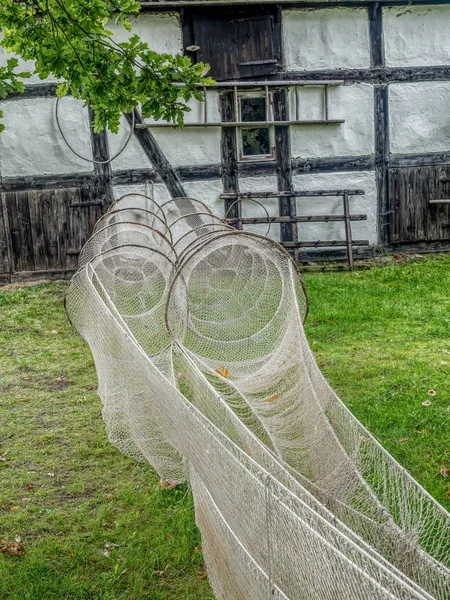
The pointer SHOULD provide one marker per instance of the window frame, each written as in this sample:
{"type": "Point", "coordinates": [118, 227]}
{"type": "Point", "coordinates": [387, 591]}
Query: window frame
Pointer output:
{"type": "Point", "coordinates": [270, 126]}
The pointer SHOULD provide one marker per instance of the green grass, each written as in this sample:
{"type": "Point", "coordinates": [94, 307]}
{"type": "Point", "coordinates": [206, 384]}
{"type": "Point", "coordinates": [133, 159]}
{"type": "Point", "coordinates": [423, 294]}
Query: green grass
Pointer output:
{"type": "Point", "coordinates": [85, 493]}
{"type": "Point", "coordinates": [382, 339]}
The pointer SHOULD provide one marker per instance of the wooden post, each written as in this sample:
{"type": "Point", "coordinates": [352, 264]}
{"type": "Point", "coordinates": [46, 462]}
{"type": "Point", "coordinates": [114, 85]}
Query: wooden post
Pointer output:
{"type": "Point", "coordinates": [230, 176]}
{"type": "Point", "coordinates": [348, 230]}
{"type": "Point", "coordinates": [158, 159]}
{"type": "Point", "coordinates": [100, 152]}
{"type": "Point", "coordinates": [287, 205]}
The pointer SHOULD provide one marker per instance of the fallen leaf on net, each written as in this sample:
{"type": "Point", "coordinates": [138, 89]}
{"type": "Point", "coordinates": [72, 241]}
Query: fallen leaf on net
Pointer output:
{"type": "Point", "coordinates": [168, 484]}
{"type": "Point", "coordinates": [222, 371]}
{"type": "Point", "coordinates": [12, 548]}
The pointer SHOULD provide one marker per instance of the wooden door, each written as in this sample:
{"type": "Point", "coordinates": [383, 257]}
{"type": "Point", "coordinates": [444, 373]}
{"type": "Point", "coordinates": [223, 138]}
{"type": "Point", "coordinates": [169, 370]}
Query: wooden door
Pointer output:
{"type": "Point", "coordinates": [44, 230]}
{"type": "Point", "coordinates": [413, 217]}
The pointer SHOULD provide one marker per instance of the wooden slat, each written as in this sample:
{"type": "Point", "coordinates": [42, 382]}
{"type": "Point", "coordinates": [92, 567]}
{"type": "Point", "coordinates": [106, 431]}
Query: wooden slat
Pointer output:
{"type": "Point", "coordinates": [413, 217]}
{"type": "Point", "coordinates": [35, 199]}
{"type": "Point", "coordinates": [288, 194]}
{"type": "Point", "coordinates": [324, 244]}
{"type": "Point", "coordinates": [298, 219]}
{"type": "Point", "coordinates": [20, 231]}
{"type": "Point", "coordinates": [5, 239]}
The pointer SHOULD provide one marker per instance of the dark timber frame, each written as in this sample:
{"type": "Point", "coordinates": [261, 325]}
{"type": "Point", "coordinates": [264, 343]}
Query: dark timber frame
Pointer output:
{"type": "Point", "coordinates": [102, 177]}
{"type": "Point", "coordinates": [102, 168]}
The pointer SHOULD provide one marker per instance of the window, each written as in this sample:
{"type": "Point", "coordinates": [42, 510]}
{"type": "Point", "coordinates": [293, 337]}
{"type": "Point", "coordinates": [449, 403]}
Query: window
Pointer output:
{"type": "Point", "coordinates": [237, 43]}
{"type": "Point", "coordinates": [255, 142]}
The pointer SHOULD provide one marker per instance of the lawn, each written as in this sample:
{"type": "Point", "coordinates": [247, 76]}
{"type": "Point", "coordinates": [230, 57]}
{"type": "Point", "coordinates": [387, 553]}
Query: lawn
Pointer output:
{"type": "Point", "coordinates": [94, 524]}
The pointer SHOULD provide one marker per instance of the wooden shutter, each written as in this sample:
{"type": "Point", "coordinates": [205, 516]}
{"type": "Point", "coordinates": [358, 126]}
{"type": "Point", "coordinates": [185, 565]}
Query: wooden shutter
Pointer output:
{"type": "Point", "coordinates": [237, 44]}
{"type": "Point", "coordinates": [413, 218]}
{"type": "Point", "coordinates": [44, 230]}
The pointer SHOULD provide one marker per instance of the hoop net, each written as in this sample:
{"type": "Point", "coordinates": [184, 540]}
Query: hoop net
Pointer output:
{"type": "Point", "coordinates": [205, 371]}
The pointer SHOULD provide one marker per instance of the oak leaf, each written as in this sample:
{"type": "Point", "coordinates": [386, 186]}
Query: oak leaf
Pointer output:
{"type": "Point", "coordinates": [223, 371]}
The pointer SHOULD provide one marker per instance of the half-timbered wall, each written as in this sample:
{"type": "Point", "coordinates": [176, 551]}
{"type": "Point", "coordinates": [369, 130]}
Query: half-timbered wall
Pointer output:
{"type": "Point", "coordinates": [394, 66]}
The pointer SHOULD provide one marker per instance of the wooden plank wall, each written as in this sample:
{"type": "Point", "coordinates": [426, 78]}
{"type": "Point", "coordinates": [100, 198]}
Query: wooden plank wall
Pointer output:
{"type": "Point", "coordinates": [44, 230]}
{"type": "Point", "coordinates": [413, 218]}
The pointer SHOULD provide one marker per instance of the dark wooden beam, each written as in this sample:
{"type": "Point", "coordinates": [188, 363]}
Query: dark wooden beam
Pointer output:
{"type": "Point", "coordinates": [373, 75]}
{"type": "Point", "coordinates": [158, 159]}
{"type": "Point", "coordinates": [102, 168]}
{"type": "Point", "coordinates": [48, 182]}
{"type": "Point", "coordinates": [419, 160]}
{"type": "Point", "coordinates": [228, 145]}
{"type": "Point", "coordinates": [381, 114]}
{"type": "Point", "coordinates": [286, 206]}
{"type": "Point", "coordinates": [376, 35]}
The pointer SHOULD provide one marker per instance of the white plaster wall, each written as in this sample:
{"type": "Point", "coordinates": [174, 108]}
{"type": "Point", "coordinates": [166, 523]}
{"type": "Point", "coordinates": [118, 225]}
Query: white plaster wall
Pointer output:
{"type": "Point", "coordinates": [157, 191]}
{"type": "Point", "coordinates": [192, 146]}
{"type": "Point", "coordinates": [417, 35]}
{"type": "Point", "coordinates": [354, 103]}
{"type": "Point", "coordinates": [209, 193]}
{"type": "Point", "coordinates": [132, 157]}
{"type": "Point", "coordinates": [419, 117]}
{"type": "Point", "coordinates": [329, 38]}
{"type": "Point", "coordinates": [366, 204]}
{"type": "Point", "coordinates": [31, 143]}
{"type": "Point", "coordinates": [162, 32]}
{"type": "Point", "coordinates": [188, 146]}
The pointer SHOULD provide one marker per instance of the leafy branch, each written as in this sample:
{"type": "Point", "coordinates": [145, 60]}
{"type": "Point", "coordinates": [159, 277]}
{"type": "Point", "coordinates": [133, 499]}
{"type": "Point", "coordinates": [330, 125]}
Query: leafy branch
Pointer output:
{"type": "Point", "coordinates": [69, 39]}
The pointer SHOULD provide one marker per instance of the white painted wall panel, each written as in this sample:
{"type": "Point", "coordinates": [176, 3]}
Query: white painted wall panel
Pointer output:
{"type": "Point", "coordinates": [162, 32]}
{"type": "Point", "coordinates": [192, 146]}
{"type": "Point", "coordinates": [419, 117]}
{"type": "Point", "coordinates": [31, 143]}
{"type": "Point", "coordinates": [329, 38]}
{"type": "Point", "coordinates": [354, 103]}
{"type": "Point", "coordinates": [417, 35]}
{"type": "Point", "coordinates": [209, 193]}
{"type": "Point", "coordinates": [133, 157]}
{"type": "Point", "coordinates": [366, 204]}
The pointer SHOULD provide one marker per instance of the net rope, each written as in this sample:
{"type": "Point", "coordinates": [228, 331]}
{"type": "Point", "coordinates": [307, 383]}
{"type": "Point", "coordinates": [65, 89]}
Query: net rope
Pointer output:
{"type": "Point", "coordinates": [204, 371]}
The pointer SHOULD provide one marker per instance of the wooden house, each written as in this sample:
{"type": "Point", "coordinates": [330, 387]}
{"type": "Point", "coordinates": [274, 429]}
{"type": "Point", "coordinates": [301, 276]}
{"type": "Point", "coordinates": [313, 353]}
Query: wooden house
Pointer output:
{"type": "Point", "coordinates": [329, 119]}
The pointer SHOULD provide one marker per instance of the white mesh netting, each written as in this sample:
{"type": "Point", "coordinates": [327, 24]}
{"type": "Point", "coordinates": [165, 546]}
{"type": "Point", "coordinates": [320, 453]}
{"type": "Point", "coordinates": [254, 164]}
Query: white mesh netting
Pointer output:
{"type": "Point", "coordinates": [204, 370]}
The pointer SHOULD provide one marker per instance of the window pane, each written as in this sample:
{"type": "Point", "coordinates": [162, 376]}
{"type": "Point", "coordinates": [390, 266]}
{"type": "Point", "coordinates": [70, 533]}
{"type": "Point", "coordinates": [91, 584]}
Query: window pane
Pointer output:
{"type": "Point", "coordinates": [253, 109]}
{"type": "Point", "coordinates": [255, 141]}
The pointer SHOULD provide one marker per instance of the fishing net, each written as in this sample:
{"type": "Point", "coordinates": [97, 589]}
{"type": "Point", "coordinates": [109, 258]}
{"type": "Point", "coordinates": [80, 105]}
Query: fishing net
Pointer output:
{"type": "Point", "coordinates": [204, 371]}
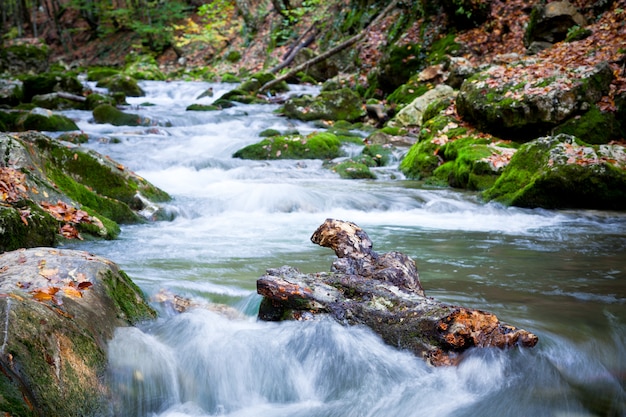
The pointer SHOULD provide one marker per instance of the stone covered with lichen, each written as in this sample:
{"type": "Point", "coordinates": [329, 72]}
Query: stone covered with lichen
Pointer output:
{"type": "Point", "coordinates": [59, 309]}
{"type": "Point", "coordinates": [563, 172]}
{"type": "Point", "coordinates": [322, 145]}
{"type": "Point", "coordinates": [526, 99]}
{"type": "Point", "coordinates": [52, 190]}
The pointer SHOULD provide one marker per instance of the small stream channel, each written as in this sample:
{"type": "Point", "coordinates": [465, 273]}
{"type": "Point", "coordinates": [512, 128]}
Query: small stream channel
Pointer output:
{"type": "Point", "coordinates": [558, 274]}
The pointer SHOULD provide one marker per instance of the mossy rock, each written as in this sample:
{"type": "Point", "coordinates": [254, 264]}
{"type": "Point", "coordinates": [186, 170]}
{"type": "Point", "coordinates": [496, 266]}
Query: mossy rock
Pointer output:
{"type": "Point", "coordinates": [106, 113]}
{"type": "Point", "coordinates": [22, 58]}
{"type": "Point", "coordinates": [399, 64]}
{"type": "Point", "coordinates": [269, 133]}
{"type": "Point", "coordinates": [56, 347]}
{"type": "Point", "coordinates": [50, 82]}
{"type": "Point", "coordinates": [467, 14]}
{"type": "Point", "coordinates": [44, 120]}
{"type": "Point", "coordinates": [55, 173]}
{"type": "Point", "coordinates": [343, 104]}
{"type": "Point", "coordinates": [256, 81]}
{"type": "Point", "coordinates": [95, 99]}
{"type": "Point", "coordinates": [353, 169]}
{"type": "Point", "coordinates": [594, 127]}
{"type": "Point", "coordinates": [525, 110]}
{"type": "Point", "coordinates": [145, 68]}
{"type": "Point", "coordinates": [240, 96]}
{"type": "Point", "coordinates": [563, 172]}
{"type": "Point", "coordinates": [53, 101]}
{"type": "Point", "coordinates": [11, 92]}
{"type": "Point", "coordinates": [408, 92]}
{"type": "Point", "coordinates": [230, 78]}
{"type": "Point", "coordinates": [74, 137]}
{"type": "Point", "coordinates": [467, 165]}
{"type": "Point", "coordinates": [202, 107]}
{"type": "Point", "coordinates": [122, 83]}
{"type": "Point", "coordinates": [380, 154]}
{"type": "Point", "coordinates": [37, 229]}
{"type": "Point", "coordinates": [314, 146]}
{"type": "Point", "coordinates": [99, 73]}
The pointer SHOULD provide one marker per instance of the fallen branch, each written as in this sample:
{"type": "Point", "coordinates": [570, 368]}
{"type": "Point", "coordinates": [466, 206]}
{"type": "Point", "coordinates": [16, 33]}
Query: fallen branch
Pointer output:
{"type": "Point", "coordinates": [330, 52]}
{"type": "Point", "coordinates": [383, 292]}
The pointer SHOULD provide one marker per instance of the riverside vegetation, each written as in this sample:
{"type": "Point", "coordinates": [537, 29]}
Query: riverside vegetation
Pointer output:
{"type": "Point", "coordinates": [521, 102]}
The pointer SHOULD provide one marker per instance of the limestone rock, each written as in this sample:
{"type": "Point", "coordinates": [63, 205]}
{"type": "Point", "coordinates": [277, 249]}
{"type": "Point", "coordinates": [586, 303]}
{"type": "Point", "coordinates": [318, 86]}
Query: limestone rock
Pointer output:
{"type": "Point", "coordinates": [58, 310]}
{"type": "Point", "coordinates": [411, 115]}
{"type": "Point", "coordinates": [526, 99]}
{"type": "Point", "coordinates": [382, 292]}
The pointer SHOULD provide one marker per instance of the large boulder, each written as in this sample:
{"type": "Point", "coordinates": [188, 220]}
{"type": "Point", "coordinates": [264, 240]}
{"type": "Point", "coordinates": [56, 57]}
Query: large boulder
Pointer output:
{"type": "Point", "coordinates": [411, 114]}
{"type": "Point", "coordinates": [563, 172]}
{"type": "Point", "coordinates": [51, 189]}
{"type": "Point", "coordinates": [449, 153]}
{"type": "Point", "coordinates": [59, 309]}
{"type": "Point", "coordinates": [383, 292]}
{"type": "Point", "coordinates": [51, 82]}
{"type": "Point", "coordinates": [526, 99]}
{"type": "Point", "coordinates": [342, 104]}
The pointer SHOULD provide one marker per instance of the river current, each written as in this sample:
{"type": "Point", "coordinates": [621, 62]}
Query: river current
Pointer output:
{"type": "Point", "coordinates": [558, 274]}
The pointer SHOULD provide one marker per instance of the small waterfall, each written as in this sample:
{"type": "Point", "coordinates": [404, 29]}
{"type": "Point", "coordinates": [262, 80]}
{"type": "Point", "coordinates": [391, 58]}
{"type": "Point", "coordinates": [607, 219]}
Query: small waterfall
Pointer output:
{"type": "Point", "coordinates": [560, 274]}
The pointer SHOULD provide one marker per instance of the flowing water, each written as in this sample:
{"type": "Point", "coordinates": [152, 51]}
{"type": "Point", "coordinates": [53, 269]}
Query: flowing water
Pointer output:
{"type": "Point", "coordinates": [559, 274]}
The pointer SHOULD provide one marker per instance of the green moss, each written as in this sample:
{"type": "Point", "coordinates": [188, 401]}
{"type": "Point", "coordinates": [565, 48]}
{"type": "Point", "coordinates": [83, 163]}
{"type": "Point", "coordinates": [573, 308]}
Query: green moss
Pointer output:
{"type": "Point", "coordinates": [540, 175]}
{"type": "Point", "coordinates": [46, 123]}
{"type": "Point", "coordinates": [441, 48]}
{"type": "Point", "coordinates": [41, 228]}
{"type": "Point", "coordinates": [94, 100]}
{"type": "Point", "coordinates": [99, 73]}
{"type": "Point", "coordinates": [352, 169]}
{"type": "Point", "coordinates": [123, 84]}
{"type": "Point", "coordinates": [315, 146]}
{"type": "Point", "coordinates": [131, 302]}
{"type": "Point", "coordinates": [202, 107]}
{"type": "Point", "coordinates": [381, 155]}
{"type": "Point", "coordinates": [421, 160]}
{"type": "Point", "coordinates": [230, 78]}
{"type": "Point", "coordinates": [408, 92]}
{"type": "Point", "coordinates": [50, 82]}
{"type": "Point", "coordinates": [269, 133]}
{"type": "Point", "coordinates": [106, 113]}
{"type": "Point", "coordinates": [343, 104]}
{"type": "Point", "coordinates": [595, 127]}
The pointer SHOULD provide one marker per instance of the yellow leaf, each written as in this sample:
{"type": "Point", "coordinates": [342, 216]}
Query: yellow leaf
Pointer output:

● ● ●

WHAT THIS TASK INVOLVES: Looking at the material above, count the lines containing the string "half" and reply with the count alone.

ANSWER SPACE: 2